_Written task_.
Locate each line in the listing below that contains the word "this", matching case exactly, and copy those lines out in full.
# START OF Provided material
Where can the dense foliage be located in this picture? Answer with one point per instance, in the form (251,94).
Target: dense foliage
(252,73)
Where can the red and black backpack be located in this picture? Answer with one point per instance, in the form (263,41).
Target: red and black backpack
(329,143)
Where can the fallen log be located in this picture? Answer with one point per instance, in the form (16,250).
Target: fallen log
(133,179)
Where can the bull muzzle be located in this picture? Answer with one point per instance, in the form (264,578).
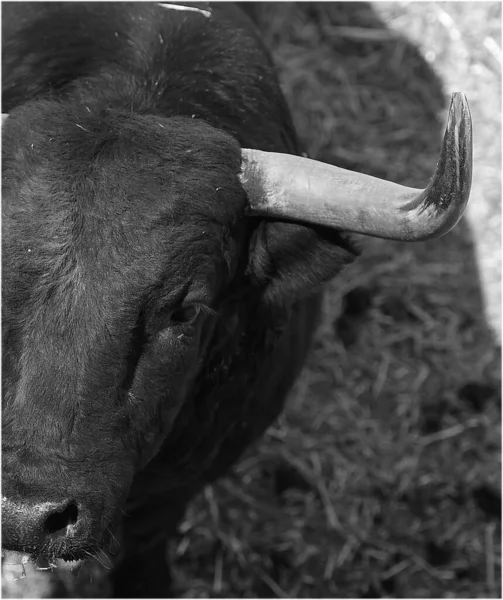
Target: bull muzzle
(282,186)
# END OF Provided material
# START OF Provided material
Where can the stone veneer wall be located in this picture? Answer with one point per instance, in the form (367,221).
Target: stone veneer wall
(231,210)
# END OF Provided material
_Solution to the exercise_.
Where can the dense foliage be located in this picture? Answer with one point per instance, in the form (251,94).
Where can the red and black backpack be located in this picture? Answer with one point per instance, in the form (263,41).
Where can the fallen log be located in this picture? Answer with one point per instance, in the form (16,250).
Where can the bull muzzle be located in this picture? Answer with one point per instance, in the form (264,578).
Where can the stone veneer wall be located in this picture? Answer with one point per instance, in the form (367,221).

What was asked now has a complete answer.